▶ **Instruction**: Could you rewrite all the records below as a two-column CSV with the headers "prompt" and "boxes", one row per request holding its text and its answer? Put each in a single quoted field with line breaks turned into spaces, and leave out the pictures.

(Dataset extracts with box labels)
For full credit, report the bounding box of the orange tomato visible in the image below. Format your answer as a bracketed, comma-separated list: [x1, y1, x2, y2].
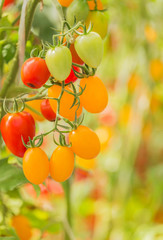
[150, 59, 163, 80]
[80, 76, 108, 113]
[23, 148, 49, 184]
[88, 0, 103, 10]
[48, 85, 82, 121]
[69, 125, 100, 159]
[11, 215, 32, 240]
[58, 0, 73, 7]
[24, 95, 45, 122]
[50, 146, 74, 182]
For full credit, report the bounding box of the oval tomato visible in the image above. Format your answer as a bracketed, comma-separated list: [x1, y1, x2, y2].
[50, 146, 74, 182]
[1, 111, 35, 157]
[23, 148, 49, 184]
[58, 0, 73, 7]
[69, 125, 100, 159]
[11, 215, 32, 240]
[80, 76, 108, 113]
[45, 46, 72, 81]
[48, 85, 82, 121]
[86, 11, 108, 38]
[75, 32, 103, 68]
[21, 57, 50, 88]
[41, 99, 56, 121]
[65, 66, 80, 83]
[66, 0, 89, 25]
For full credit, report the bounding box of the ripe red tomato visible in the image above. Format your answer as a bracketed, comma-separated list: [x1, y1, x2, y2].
[41, 99, 56, 121]
[0, 111, 35, 157]
[21, 57, 50, 88]
[65, 66, 80, 83]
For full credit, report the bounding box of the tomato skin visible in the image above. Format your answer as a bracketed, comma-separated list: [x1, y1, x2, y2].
[75, 32, 103, 68]
[58, 0, 73, 7]
[45, 46, 72, 81]
[69, 125, 100, 159]
[65, 66, 80, 83]
[41, 99, 56, 121]
[66, 0, 89, 25]
[23, 148, 49, 184]
[11, 215, 32, 240]
[0, 111, 35, 157]
[48, 85, 82, 121]
[21, 57, 50, 88]
[86, 11, 108, 39]
[50, 146, 74, 182]
[80, 76, 108, 113]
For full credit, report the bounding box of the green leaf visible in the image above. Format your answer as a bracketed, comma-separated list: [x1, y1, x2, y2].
[0, 158, 28, 192]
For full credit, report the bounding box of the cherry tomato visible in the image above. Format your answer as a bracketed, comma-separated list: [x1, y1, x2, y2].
[65, 66, 80, 83]
[69, 125, 100, 159]
[21, 57, 50, 88]
[45, 46, 72, 81]
[70, 44, 84, 64]
[88, 0, 103, 10]
[41, 99, 56, 121]
[86, 11, 108, 38]
[11, 215, 32, 240]
[23, 148, 49, 184]
[58, 0, 73, 7]
[75, 32, 103, 68]
[66, 0, 89, 25]
[80, 76, 108, 113]
[25, 95, 45, 122]
[48, 85, 82, 121]
[50, 146, 74, 182]
[1, 111, 35, 157]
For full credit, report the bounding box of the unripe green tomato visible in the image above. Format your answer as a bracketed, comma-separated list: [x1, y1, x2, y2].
[86, 11, 109, 38]
[66, 0, 89, 25]
[75, 32, 103, 68]
[45, 46, 72, 81]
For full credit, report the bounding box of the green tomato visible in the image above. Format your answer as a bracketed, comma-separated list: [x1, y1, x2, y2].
[66, 0, 89, 25]
[45, 46, 72, 81]
[75, 32, 103, 68]
[86, 11, 109, 38]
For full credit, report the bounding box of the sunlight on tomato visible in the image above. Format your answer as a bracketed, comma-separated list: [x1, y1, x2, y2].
[11, 215, 32, 240]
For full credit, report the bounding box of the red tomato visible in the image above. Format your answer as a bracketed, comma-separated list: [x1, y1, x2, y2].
[65, 66, 80, 83]
[0, 112, 35, 157]
[21, 57, 50, 88]
[41, 99, 56, 121]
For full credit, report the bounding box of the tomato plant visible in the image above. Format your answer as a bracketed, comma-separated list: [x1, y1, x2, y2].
[23, 147, 49, 184]
[75, 32, 103, 68]
[50, 146, 74, 182]
[0, 112, 35, 157]
[69, 125, 100, 159]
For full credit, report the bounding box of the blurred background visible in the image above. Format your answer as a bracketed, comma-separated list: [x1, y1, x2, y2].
[0, 0, 163, 240]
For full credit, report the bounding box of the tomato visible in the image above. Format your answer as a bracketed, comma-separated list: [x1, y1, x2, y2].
[69, 125, 100, 159]
[21, 57, 50, 88]
[45, 46, 72, 81]
[75, 32, 103, 68]
[86, 11, 108, 38]
[65, 66, 80, 83]
[58, 0, 73, 7]
[66, 0, 89, 25]
[1, 111, 35, 157]
[25, 95, 45, 122]
[11, 215, 32, 240]
[80, 76, 108, 113]
[41, 99, 56, 121]
[88, 0, 103, 10]
[50, 146, 74, 182]
[70, 44, 84, 64]
[48, 85, 82, 121]
[23, 148, 49, 184]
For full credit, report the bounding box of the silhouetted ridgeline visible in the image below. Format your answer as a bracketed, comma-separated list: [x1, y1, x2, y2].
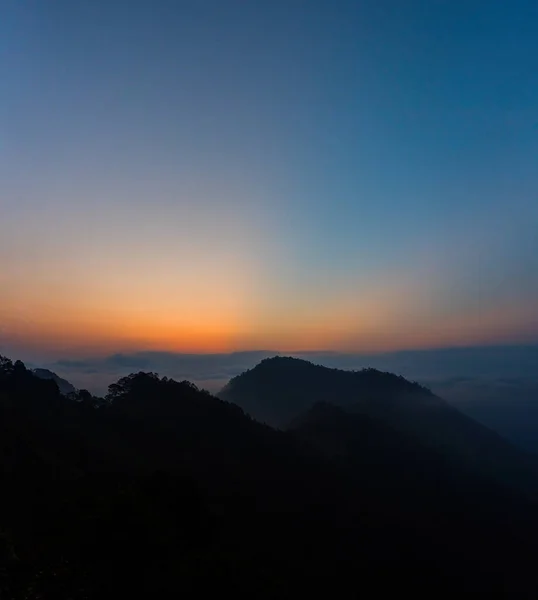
[219, 357, 538, 493]
[0, 358, 538, 600]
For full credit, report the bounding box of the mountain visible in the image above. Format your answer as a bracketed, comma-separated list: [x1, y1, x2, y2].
[219, 357, 538, 493]
[0, 357, 538, 600]
[33, 369, 77, 396]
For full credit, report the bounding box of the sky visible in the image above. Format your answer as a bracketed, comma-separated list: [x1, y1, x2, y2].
[0, 0, 538, 361]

▶ **Answer to the problem**:
prompt,boxes
"For full credit, report the bounding box of the orange tomato visible in the image below. Format your answer as a bracketed, comma-separated list: [x1, y1, x2, y2].","[150, 59, 163, 80] [80, 76, 108, 113] [23, 148, 49, 184] [88, 0, 103, 10] [48, 85, 82, 121] [69, 125, 100, 159] [11, 215, 32, 240] [58, 0, 73, 7] [24, 95, 45, 122] [50, 146, 74, 182]"
"For full credit, report the bounding box of the oval tomato visible in the image above. Format your answer as a bracketed, comma-separated list: [x1, y1, x2, y2].","[50, 146, 74, 182] [1, 111, 35, 157] [23, 148, 49, 184] [58, 0, 73, 7] [69, 125, 100, 159] [11, 215, 32, 240] [80, 76, 108, 113] [45, 46, 72, 81] [48, 85, 82, 121] [86, 11, 108, 38] [75, 32, 103, 68] [21, 57, 50, 88] [41, 99, 56, 121] [65, 66, 80, 83] [66, 0, 89, 25]"
"For full credit, report the bounding box of the ripe red tomato visible in the image above. Format your answer as a bracketed, comma-separated list: [x1, y1, x2, y2].","[41, 99, 56, 121] [0, 111, 35, 157] [21, 57, 50, 88] [65, 66, 80, 83]"
"For full credit, report the bounding box of the tomato skin visible in the image above. Format your answer as a bracketed, comma-separated list: [x1, y1, x2, y2].","[75, 32, 103, 68] [58, 0, 73, 7] [45, 46, 72, 81] [69, 125, 100, 159] [65, 66, 80, 83] [41, 99, 56, 121] [66, 0, 89, 25] [23, 148, 49, 184] [11, 215, 32, 240] [0, 111, 35, 157] [48, 85, 82, 121] [21, 57, 50, 88] [86, 11, 108, 39] [50, 146, 74, 182] [80, 76, 108, 113]"
"For full credit, report the bounding box of the green leaf visible in the image above. Format your answer as a bracketed, comma-separated list: [x1, y1, x2, y2].","[0, 158, 28, 192]"
"For full credit, report the bounding box of the cherry tomato visible in the image above. Format your answer as a bracketed, comma-separated list: [x1, y1, x2, y2].","[65, 66, 80, 83] [69, 125, 100, 159] [21, 57, 50, 88] [45, 46, 72, 81] [70, 44, 84, 64] [88, 0, 103, 10] [41, 99, 56, 121] [86, 11, 108, 38] [11, 215, 32, 240] [23, 148, 49, 184] [58, 0, 73, 7] [75, 32, 103, 68] [66, 0, 89, 25] [80, 76, 108, 113] [25, 95, 45, 122] [48, 85, 82, 121] [50, 146, 74, 182] [1, 111, 35, 157]"
"For full credit, report the bounding box of the unripe green tomato visible in the image above. Format your answer as a bracketed, comma-separated list: [x1, y1, x2, y2].","[86, 11, 109, 38] [66, 0, 89, 25] [75, 32, 103, 68] [45, 46, 72, 81]"
"For full credit, report the bounding box of the green tomato visible in the image above. Format your answer as a bracketed, comma-separated list: [x1, y1, x2, y2].","[66, 0, 89, 25] [45, 46, 72, 81] [75, 32, 103, 68] [86, 11, 109, 38]"
"For full credit, report the bounding box of the sunlight on tomato visible in the image above. Format your answer as a bracketed, comma-separated list: [x1, y1, x2, y2].","[11, 215, 32, 240]"
"For full credit, report the bounding box of the red tomato visible in the image above. Format your answer as a bracketed, comma-separated list: [x1, y1, x2, y2].","[65, 66, 80, 83] [0, 112, 35, 157] [21, 57, 50, 88] [41, 99, 56, 121]"
"For full credit, report the bounding box of the tomato plant visible in the image above. Format your answer as a bracketed, comma-separated list: [x1, y1, x2, y2].","[23, 147, 49, 184] [75, 32, 103, 68] [50, 146, 74, 182] [0, 112, 35, 157] [69, 125, 100, 159]"
"For full credit, report the bounding box of the blurred background visible in the image above. Format your answer as a bracketed, comma-separated list: [x1, y1, x2, y2].","[0, 0, 163, 240]"
"For full credit, report the bounding box of the tomato visible in the image above. Format your answer as a bracketed, comma-separated list: [x1, y1, x2, y2].","[69, 125, 100, 159] [21, 57, 50, 88] [45, 46, 72, 81] [75, 32, 103, 68] [86, 11, 108, 38] [65, 66, 80, 83] [58, 0, 73, 7] [66, 0, 89, 25] [1, 111, 35, 157] [25, 95, 45, 122] [11, 215, 32, 240] [80, 76, 108, 113] [41, 99, 56, 121] [88, 0, 103, 10] [50, 146, 74, 182] [70, 44, 84, 64] [48, 85, 82, 121] [23, 148, 49, 184]"
"For full credit, report the bounding box of the silhouetted ridgeline visible in the image below. Format your answer as a bracketed, comma-separated list: [x1, y1, x2, y2].","[219, 357, 538, 493] [0, 358, 538, 600]"
"For full credit, report the bounding box of the mountain visible in the image above. Format your answer as a bracketed, comma-separated list: [x1, y1, x2, y2].","[219, 357, 538, 493] [0, 357, 538, 600] [33, 369, 77, 396]"
"For full credit, report the bounding box of the sky visible in the image above. Format your answer as a bracketed, comma-separated list: [x1, y1, x2, y2].","[0, 0, 538, 361]"